# [What the exercise asks]
Nothing is to be left out; print all the entries exactly.

Stored data:

= Beginning of Section =

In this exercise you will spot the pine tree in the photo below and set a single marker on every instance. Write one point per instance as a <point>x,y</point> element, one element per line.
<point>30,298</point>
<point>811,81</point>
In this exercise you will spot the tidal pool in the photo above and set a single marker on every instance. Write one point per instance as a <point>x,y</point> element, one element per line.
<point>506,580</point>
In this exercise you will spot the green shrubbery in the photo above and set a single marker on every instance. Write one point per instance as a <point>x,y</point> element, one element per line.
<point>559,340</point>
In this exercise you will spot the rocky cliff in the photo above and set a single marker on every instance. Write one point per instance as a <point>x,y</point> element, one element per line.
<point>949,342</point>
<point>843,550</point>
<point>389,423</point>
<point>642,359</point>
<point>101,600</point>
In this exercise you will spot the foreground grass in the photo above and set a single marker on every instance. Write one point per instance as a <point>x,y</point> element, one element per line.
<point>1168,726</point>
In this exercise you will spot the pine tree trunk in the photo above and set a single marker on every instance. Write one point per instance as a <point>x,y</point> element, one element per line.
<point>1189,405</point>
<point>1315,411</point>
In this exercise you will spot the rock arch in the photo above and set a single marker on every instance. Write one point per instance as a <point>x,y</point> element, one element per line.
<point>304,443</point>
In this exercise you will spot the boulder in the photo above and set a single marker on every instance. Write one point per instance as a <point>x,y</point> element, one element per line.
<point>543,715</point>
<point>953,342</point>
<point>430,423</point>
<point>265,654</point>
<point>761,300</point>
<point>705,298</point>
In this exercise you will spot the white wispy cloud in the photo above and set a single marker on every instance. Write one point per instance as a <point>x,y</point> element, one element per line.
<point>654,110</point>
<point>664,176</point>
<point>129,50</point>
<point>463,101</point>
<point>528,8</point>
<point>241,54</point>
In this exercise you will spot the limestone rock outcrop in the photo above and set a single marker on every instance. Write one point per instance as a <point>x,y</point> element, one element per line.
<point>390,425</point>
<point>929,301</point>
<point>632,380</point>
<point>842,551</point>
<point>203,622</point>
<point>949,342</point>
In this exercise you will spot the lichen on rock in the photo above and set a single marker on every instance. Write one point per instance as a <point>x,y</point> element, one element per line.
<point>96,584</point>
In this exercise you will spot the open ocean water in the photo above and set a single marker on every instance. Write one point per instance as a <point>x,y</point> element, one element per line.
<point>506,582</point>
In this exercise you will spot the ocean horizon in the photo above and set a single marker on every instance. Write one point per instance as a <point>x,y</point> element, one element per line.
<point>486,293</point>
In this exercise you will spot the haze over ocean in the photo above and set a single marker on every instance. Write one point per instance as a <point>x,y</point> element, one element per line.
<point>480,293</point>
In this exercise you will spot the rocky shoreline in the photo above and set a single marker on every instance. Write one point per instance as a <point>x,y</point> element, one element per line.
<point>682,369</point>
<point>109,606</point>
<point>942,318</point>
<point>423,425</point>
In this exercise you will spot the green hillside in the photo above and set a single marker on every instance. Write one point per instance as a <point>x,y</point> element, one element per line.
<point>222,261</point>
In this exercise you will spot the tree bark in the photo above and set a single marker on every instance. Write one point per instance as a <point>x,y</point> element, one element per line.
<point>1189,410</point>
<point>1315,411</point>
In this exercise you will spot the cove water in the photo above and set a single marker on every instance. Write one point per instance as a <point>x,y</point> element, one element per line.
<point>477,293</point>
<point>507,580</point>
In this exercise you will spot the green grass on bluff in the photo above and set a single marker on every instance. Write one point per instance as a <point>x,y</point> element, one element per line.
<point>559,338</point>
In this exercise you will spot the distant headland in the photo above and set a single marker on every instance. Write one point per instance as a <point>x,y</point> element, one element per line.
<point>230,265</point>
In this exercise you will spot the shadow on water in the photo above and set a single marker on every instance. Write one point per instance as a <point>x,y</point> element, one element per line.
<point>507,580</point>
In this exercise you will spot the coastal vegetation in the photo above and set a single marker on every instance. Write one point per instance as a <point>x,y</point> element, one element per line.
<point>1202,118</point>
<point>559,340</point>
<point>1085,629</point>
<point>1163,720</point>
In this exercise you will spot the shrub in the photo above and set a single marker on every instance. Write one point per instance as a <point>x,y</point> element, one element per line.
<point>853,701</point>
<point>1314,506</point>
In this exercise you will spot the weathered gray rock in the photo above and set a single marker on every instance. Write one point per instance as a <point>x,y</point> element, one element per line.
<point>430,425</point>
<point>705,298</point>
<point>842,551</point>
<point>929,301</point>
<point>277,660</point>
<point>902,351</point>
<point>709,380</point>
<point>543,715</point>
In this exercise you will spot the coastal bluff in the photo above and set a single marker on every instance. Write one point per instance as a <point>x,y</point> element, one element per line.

= End of Section =

# [Output of the task]
In this exercise you will spot the pine tree in the photo below and set a single marker on every instance. Write one point per instance as a <point>x,y</point> element, one element per line.
<point>30,298</point>
<point>811,81</point>
In this exercise you will spot the tidal pool in the photo above and set a single marker on every instance. Write one point per instance as a <point>x,y</point> element, one element per line.
<point>506,580</point>
In this exercise you will spot the green shrubbery in the photo above and set a single marker on every instance. Write one point per instance as a <point>x,y</point> element, one element per line.
<point>559,340</point>
In this exercise you will spot the rocky cliff in the photo above and set a single marker on every instance. Write one point per instance as a <point>x,y</point> element, one element per line.
<point>949,342</point>
<point>843,550</point>
<point>389,423</point>
<point>642,359</point>
<point>101,600</point>
In this exercise you will spot the foreground grass in the photo above and set a single marker on every instance. Write one point per instance as a <point>x,y</point> element, one element per line.
<point>1168,726</point>
In this exercise you will spot the pine tree trunk in the photo above and set a single marker on every instance. Write one point per instance as a <point>x,y</point> element, one element per line.
<point>1189,405</point>
<point>1315,411</point>
In this exercise you will spot the rock arch in the photo above and set a single marker on every instance. Write one point per instance as a <point>x,y</point> element, one element per line.
<point>304,443</point>
In this exercise you will spot the boulder in the photo above and set a single marker on every instance. Write one point per instance as a <point>x,y</point> element, one element per line.
<point>543,715</point>
<point>953,342</point>
<point>430,423</point>
<point>265,654</point>
<point>761,300</point>
<point>705,298</point>
In this exercise you will spot the white wispy cloud in the photo above and set a single marker on every instance. Write one point per instance as a <point>x,y</point> element, one element per line.
<point>654,110</point>
<point>664,176</point>
<point>129,50</point>
<point>463,101</point>
<point>528,8</point>
<point>241,54</point>
In this exercise you will spot the limestone rock outcrop in the photo above and set a single marker on every instance. Write one point per instance as a <point>x,y</point> element, one element per line.
<point>390,425</point>
<point>929,301</point>
<point>632,380</point>
<point>842,551</point>
<point>203,622</point>
<point>949,342</point>
In this exercise you will spot the lichen on rock in the photo above and set a single marker on every instance. Write one point per instance as a <point>x,y</point> element, one element per line.
<point>96,584</point>
In this exercise you will spot the open ocean water in the photo above and set a single marker on every instance. Write one point per instance as a <point>x,y</point> element, one element per line.
<point>506,582</point>
In this exercise you will spot the ocean horizon in the photo above and set a single marker on every instance. Write one point per instance as a <point>x,y</point> element, one element per line.
<point>486,293</point>
In this exercise you will spot the haze over ocean in the photo above and set a single marker on every instance. Write one point per instance as a <point>x,y</point> element, one element per line.
<point>480,293</point>
In this exercise you will spot the rocky shoreline in the photo above and set a single marker on every instance. Write one point per instance as a <point>x,y</point> element, one element per line.
<point>682,369</point>
<point>109,606</point>
<point>942,318</point>
<point>423,425</point>
In this exercise you will spot the green hillside in the photo above and set a single marker on every instance. Write one point per instance as a <point>x,y</point> element, one element per line.
<point>222,261</point>
In this exercise you will spot the tree bark in the photo above and set a single marker on every instance. Write one point per instance as a <point>x,y</point> element, one element per line.
<point>1189,410</point>
<point>1315,411</point>
In this exercise you will spot the cove water in the photo above and set a single marker on every instance. Write one point per instance as a <point>x,y</point> element, one element per line.
<point>477,293</point>
<point>507,580</point>
In this exercise you will spot the green grass on bluff in the photo above and set a single marker on every instance. Write one point per instance as a <point>x,y</point> element, one element per line.
<point>559,338</point>
In this exercise you will spot the distant headland in the photo above and set a single marker on every instance. Write one point per instance as a <point>x,y</point> element, one element per line.
<point>230,265</point>
In this exercise you will spot the shadow on water in the photo above and set a single marker on every instance. Write one point per instance as a <point>x,y</point> element, one element per line.
<point>507,580</point>
In this exercise you will spot the coastal vegetation in the photo above and set a single marker on every instance. Write one point per instance as a <point>x,y</point> element, one element per line.
<point>1202,118</point>
<point>559,340</point>
<point>1085,629</point>
<point>1163,720</point>
In this exercise you will spot the shrub in the photo above and set a single marker on every instance. Write one point per instance as a <point>x,y</point> element, one element per line.
<point>853,701</point>
<point>1314,506</point>
In this exercise you will spot the weathered gray rock in the photo above and set a single marker on every instance. Write one point per instance as a <point>x,y</point> element, one element per line.
<point>430,425</point>
<point>705,298</point>
<point>842,551</point>
<point>929,301</point>
<point>277,660</point>
<point>902,351</point>
<point>709,380</point>
<point>543,715</point>
In this exercise you will spot the coastal bluff in the photo above and set a single marker on every instance. Write one point per instance as a <point>x,y</point> element, one element per line.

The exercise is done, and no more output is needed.